Segment Start: Document section
Dr Kanneganti is a Conservative councillor in his home city of Stoke-on-Trent, for which he is also Lord Mayor. Cllr Kanneganti has served as Deputy Lord Mayor since July 2020, and was first elected back in May 2019.

He has consistently championed the rights of international doctors, including in the aftermath of the case of Dr Hadiza Bawa-Garba in early 2018. Immediately after the High Court ruled in the GMC’s favour to strike off Dr Bawa-Garba from the medical register, Dr Kannegati joined the campaign to have her reinstated by writing an open letter as chair of the British International Doctors Association. The campaign was successful, with the Appeal Court overturning the High Court’s decision.

Since then, he has raised his voice on race equality issues in medicine, calling on the CQC to investigate links between practice ratings and ethnicity, after it was found that at least 60% of GPs at inadequate practices are from a BME background.

Dr Kanneganti was at the forefront of the BMA’s response to the GP Forward View. When it reached its second anniversary in April 2018, the BMA challenged NHS England on its delivery of ‘transformation’ funding. A freedom of information request by the BMA to CCGs found that a fifth had given less than half the required £3-per-head funding this year and some 6% allocated nothing at all in 2017/18.
Segment End: Document section
Segment Start: Recorded information
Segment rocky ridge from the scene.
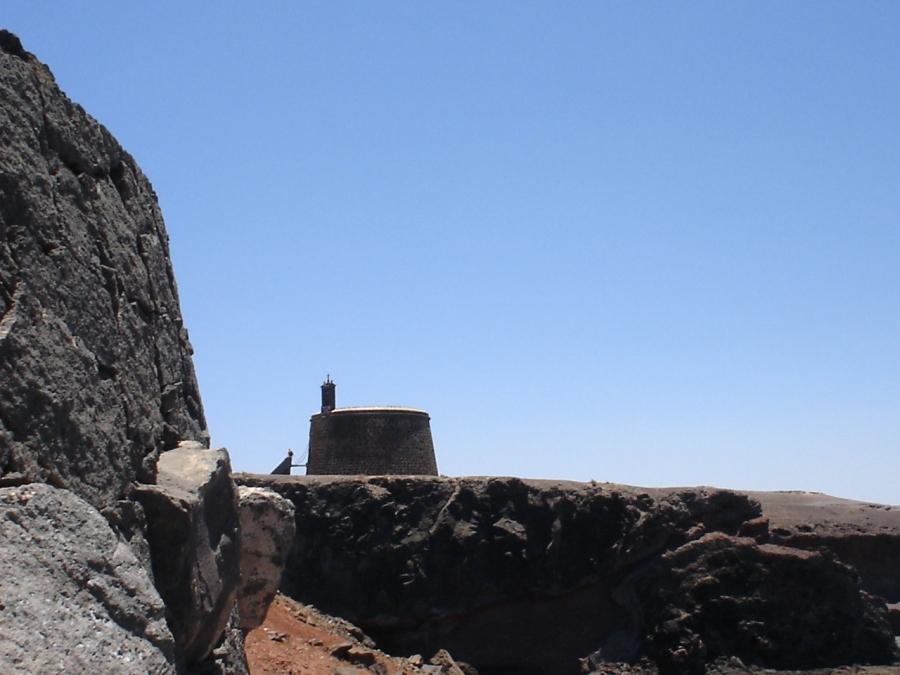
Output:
Segment End: Recorded information
Task list
• a. From the passage about Dr Kanneganti, list every date that names a specific month along with its year.
• b. Reproduce word for word the part of the passage about Dr Kanneganti starting at "Since then, he" and ending at "a BME background.".

Answers for the tasks
• a.
- July 2020
- May 2019
- April 2018

• b.
Since then, he has raised his voice on race equality issues in medicine, calling on the CQC to investigate links between practice ratings and ethnicity, after it was found that at least 60% of GPs at inadequate practices are from a BME background.